# Given exercise
Change "cherry" to "berry" in the items from the line with "Target: fingernail" through the end of the items, and give those lines again with nothing else altered.

-- -- --

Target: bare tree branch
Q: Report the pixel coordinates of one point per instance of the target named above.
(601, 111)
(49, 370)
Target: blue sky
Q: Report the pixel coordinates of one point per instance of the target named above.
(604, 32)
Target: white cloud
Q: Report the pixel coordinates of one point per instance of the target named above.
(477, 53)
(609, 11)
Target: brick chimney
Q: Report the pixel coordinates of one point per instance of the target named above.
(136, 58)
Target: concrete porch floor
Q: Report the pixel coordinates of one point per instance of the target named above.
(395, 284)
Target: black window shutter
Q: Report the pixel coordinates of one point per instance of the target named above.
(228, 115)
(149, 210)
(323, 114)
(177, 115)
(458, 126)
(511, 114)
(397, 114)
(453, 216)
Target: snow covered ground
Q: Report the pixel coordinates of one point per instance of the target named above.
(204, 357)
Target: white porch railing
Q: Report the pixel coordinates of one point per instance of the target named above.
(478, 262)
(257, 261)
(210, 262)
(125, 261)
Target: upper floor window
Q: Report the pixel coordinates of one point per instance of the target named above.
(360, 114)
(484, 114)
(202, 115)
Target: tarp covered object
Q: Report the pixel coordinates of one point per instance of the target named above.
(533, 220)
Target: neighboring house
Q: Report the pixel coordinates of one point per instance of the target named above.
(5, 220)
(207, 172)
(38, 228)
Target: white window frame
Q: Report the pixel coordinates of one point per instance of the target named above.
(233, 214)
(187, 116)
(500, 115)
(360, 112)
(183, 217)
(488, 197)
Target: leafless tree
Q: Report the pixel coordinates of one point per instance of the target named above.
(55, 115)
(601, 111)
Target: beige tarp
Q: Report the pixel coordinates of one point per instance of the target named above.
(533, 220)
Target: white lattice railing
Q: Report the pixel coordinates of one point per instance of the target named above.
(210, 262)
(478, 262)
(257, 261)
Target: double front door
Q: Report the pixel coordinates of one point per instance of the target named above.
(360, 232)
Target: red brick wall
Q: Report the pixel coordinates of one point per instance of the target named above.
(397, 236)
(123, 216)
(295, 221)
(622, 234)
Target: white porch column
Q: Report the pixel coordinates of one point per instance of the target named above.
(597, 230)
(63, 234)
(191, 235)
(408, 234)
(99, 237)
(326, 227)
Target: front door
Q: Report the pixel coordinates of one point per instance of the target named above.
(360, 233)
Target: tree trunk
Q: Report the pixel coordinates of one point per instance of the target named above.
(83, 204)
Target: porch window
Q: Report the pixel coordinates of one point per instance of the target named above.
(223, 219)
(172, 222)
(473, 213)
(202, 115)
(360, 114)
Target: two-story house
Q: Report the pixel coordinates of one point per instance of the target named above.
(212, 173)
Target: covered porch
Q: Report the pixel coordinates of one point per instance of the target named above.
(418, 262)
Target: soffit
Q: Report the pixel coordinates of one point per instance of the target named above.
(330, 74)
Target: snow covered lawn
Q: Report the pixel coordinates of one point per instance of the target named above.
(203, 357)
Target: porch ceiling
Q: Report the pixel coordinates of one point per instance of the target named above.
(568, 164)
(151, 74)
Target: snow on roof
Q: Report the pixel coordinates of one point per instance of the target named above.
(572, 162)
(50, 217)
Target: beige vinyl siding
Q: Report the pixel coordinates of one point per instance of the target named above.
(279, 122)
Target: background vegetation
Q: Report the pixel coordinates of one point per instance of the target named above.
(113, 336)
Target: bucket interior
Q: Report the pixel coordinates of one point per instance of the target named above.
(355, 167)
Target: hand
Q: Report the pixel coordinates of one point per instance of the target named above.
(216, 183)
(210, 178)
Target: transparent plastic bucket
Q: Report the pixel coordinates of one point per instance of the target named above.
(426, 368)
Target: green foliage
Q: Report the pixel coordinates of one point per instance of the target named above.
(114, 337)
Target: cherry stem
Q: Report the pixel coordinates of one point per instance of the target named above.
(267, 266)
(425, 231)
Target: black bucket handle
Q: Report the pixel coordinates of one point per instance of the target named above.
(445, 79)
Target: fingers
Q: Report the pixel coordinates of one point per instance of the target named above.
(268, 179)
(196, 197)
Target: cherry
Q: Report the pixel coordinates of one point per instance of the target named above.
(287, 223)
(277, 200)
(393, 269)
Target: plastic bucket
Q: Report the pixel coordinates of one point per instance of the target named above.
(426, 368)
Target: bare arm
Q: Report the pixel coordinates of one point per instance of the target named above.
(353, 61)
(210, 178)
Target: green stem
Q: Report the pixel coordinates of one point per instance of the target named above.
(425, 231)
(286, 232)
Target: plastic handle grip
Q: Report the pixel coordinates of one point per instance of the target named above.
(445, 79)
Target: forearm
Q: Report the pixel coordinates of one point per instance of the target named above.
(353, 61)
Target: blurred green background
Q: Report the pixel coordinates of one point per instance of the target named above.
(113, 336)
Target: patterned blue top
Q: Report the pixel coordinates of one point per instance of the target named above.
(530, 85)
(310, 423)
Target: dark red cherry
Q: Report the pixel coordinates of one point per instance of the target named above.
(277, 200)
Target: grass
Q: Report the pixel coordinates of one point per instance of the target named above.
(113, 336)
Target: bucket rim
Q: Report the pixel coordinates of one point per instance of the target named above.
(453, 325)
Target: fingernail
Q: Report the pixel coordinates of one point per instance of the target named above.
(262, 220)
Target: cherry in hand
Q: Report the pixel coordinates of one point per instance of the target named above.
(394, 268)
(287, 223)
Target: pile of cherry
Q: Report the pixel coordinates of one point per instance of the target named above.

-- -- --

# Reply
Target: fingernail
Q: Report the pixel coordinates of one point per instance of the target named above.
(262, 220)
Target: berry in hand
Q: Report the pixel coordinates of one point per instance of the target named above.
(394, 268)
(287, 223)
Target: pile of berry
Q: Report the pixel coordinates of one point per instance of the target named above.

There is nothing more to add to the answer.